▶ **INSTRUCTION**
Reproduce all entries precisely, down to the last character.

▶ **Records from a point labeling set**
================

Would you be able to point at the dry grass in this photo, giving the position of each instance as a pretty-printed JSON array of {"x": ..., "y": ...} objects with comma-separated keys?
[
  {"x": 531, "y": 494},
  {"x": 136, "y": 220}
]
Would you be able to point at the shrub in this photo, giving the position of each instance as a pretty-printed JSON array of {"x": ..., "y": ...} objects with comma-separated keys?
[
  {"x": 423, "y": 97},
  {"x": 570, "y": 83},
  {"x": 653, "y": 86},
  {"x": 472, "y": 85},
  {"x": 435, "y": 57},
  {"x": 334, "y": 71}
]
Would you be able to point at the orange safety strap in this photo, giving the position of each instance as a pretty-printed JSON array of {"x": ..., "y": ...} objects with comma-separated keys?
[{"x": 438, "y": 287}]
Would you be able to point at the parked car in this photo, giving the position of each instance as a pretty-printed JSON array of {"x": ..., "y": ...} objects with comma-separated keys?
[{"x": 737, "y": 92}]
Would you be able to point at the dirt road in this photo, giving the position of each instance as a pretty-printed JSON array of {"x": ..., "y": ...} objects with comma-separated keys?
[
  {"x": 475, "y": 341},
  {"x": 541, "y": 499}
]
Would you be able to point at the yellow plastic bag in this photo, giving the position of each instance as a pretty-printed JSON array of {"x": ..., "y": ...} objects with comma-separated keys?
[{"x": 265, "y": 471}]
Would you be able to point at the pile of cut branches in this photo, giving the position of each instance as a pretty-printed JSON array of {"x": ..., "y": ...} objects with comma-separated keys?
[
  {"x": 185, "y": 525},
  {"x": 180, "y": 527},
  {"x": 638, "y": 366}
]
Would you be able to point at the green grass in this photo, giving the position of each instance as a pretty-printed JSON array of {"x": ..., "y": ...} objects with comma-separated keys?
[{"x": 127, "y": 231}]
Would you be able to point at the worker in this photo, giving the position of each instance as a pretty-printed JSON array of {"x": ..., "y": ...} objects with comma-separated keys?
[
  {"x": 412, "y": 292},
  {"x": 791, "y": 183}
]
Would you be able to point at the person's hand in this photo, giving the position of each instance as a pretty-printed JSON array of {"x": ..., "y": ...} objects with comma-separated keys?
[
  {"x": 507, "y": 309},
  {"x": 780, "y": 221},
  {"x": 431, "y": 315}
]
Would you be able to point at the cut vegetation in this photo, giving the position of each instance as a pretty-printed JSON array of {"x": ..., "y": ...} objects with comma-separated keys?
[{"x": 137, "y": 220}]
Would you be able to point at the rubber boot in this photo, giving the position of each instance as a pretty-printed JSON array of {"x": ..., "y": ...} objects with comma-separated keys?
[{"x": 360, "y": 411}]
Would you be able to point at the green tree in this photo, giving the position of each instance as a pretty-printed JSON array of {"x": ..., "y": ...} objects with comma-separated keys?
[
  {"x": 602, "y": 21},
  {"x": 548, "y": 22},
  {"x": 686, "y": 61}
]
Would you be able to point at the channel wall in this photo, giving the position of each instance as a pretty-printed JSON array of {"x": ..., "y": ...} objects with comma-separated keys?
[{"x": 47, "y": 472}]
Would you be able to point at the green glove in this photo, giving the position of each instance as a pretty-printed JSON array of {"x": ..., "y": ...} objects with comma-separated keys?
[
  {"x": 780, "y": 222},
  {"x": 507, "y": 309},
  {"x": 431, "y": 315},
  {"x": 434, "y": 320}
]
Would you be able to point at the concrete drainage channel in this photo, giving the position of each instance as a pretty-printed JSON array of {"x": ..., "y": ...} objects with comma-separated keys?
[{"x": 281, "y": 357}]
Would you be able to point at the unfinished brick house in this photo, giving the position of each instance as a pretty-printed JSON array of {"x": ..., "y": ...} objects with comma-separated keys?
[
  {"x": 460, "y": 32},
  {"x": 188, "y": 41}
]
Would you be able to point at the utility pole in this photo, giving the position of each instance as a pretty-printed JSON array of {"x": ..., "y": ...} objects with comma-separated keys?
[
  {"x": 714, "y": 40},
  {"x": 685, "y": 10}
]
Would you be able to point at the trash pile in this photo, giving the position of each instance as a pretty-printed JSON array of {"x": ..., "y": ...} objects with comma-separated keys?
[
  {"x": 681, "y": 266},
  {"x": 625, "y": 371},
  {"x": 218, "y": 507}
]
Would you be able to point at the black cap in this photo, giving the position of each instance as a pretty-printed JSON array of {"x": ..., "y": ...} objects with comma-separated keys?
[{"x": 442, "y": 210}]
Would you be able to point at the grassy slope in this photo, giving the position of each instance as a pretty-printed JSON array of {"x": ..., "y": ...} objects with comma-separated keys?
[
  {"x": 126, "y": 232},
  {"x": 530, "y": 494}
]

================

▶ **ANSWER**
Would you be able to point at the dry grass in this photo, giving the position of each instance as a pretty-printed JSON array of {"x": ..., "y": ...} objects with comma-separated keys?
[
  {"x": 531, "y": 494},
  {"x": 136, "y": 220}
]
Would you be able to point at the shrub in this photo, giving the position of each instance as a pretty-printed JSON array of {"x": ..., "y": ...} objects with comma-separated keys?
[
  {"x": 423, "y": 97},
  {"x": 570, "y": 83},
  {"x": 653, "y": 86},
  {"x": 472, "y": 85},
  {"x": 435, "y": 57},
  {"x": 334, "y": 71}
]
Would you be able to point at the orange safety strap in this photo, giving the position of each instance as a pretty-printed JSON array of {"x": ..., "y": ...} objects with comma-separated keys?
[{"x": 438, "y": 287}]
Would you be able to point at the parked car in this photo, giving the position of each instance as a pretty-printed JSON array of {"x": ..., "y": ...} objects with comma-separated keys?
[{"x": 737, "y": 92}]
Would you be able to point at the dirt road in this photo, giving the position of each instance as a pretty-printed JSON array of {"x": ..., "y": ...} objects with comma-separated keys?
[
  {"x": 475, "y": 341},
  {"x": 541, "y": 499}
]
Would you be able to point at the yellow plastic bag in this photo, giving the position of each instance as a pretty-printed JSON array of {"x": ..., "y": ...} objects with comma-separated keys?
[{"x": 265, "y": 471}]
Would you be able to point at the pile of cut branches in this photo, giving the position of each instance as a pretty-printed JSON array of {"x": ..., "y": ...} objects with comma-separated keys?
[
  {"x": 185, "y": 525},
  {"x": 180, "y": 527},
  {"x": 638, "y": 366}
]
Would you be able to point at the green grass in this photo, giving the position of each instance as a pretty-printed JSON array of {"x": ..., "y": ...} objects with comma-separated keys?
[{"x": 127, "y": 231}]
Would you be able to point at the worker in this photo, giving the position of each instance as a pretty-printed JSON array of {"x": ..., "y": ...} objects with comma-separated keys?
[
  {"x": 412, "y": 292},
  {"x": 791, "y": 183}
]
Would you be able to point at the person's hand in this photo, giving the position of each instance as a pretty-printed JSON array of {"x": ..., "y": ...} objects with comma-separated keys?
[
  {"x": 507, "y": 309},
  {"x": 780, "y": 221},
  {"x": 431, "y": 315}
]
Would you be able to point at the cut vegetation in this photo, giving the position of each instance as a pretty-printed JSON array of {"x": ..., "y": ...} objects with comma-separated keys?
[{"x": 137, "y": 220}]
Would you be able to point at the rubber boot in this photo, giving the position of each instance as a pretty-printed JSON array of {"x": ..., "y": ...} objects with comma-separated keys?
[{"x": 360, "y": 411}]
Would you be able to point at the green tree in this photo, giving the position of each instance as a pretty-printed JSON array of {"x": ..., "y": ...} objects with comma-separated keys?
[
  {"x": 602, "y": 21},
  {"x": 548, "y": 22},
  {"x": 686, "y": 61}
]
Would you be able to point at the channel wall in this photo, giving the position of each instance as a pretty-printed JSON array of {"x": ..., "y": ...} objects with comma-separated keys?
[{"x": 47, "y": 472}]
Would you be able to point at the green glove in this photo, giving the position of each instance as a pretty-printed JSON array of {"x": ..., "y": ...} objects with comma-separated keys?
[
  {"x": 780, "y": 222},
  {"x": 507, "y": 309},
  {"x": 431, "y": 315},
  {"x": 434, "y": 320}
]
Would you be able to point at the concrete drainage channel in this photo, giving the position of each instance as a pretty-printed JSON array of {"x": ..., "y": ...} objects with comma-separated keys?
[{"x": 281, "y": 357}]
Would you be able to point at the unfinished brick house in this photo, giving the position of each instance as a pretty-printed JSON array of {"x": ..., "y": ...} objects with comma-separated keys?
[
  {"x": 460, "y": 32},
  {"x": 188, "y": 41}
]
Would you be able to point at the utility pole in this photo, giving the position of each instance as a pretty-printed JSON array of {"x": ..., "y": ...} objects with comma-separated keys?
[
  {"x": 714, "y": 40},
  {"x": 685, "y": 10}
]
Would you be able to point at the trash pile in this photo, giving the position of each instance as a pretty-printed JSON array of {"x": ..., "y": ...} objects with comma-separated keys?
[
  {"x": 681, "y": 266},
  {"x": 625, "y": 371},
  {"x": 218, "y": 507}
]
Would you be able to point at the black cap in this photo, giving the position of each instance as a pretty-printed JSON array of {"x": ..., "y": ...} objects with comma-separated keys?
[{"x": 442, "y": 210}]
Would you be able to point at the grassy slope in this photo, giving the position of each instance as a pretty-printed JSON array of {"x": ..., "y": ...} objects with comma-separated keys?
[
  {"x": 126, "y": 232},
  {"x": 530, "y": 494}
]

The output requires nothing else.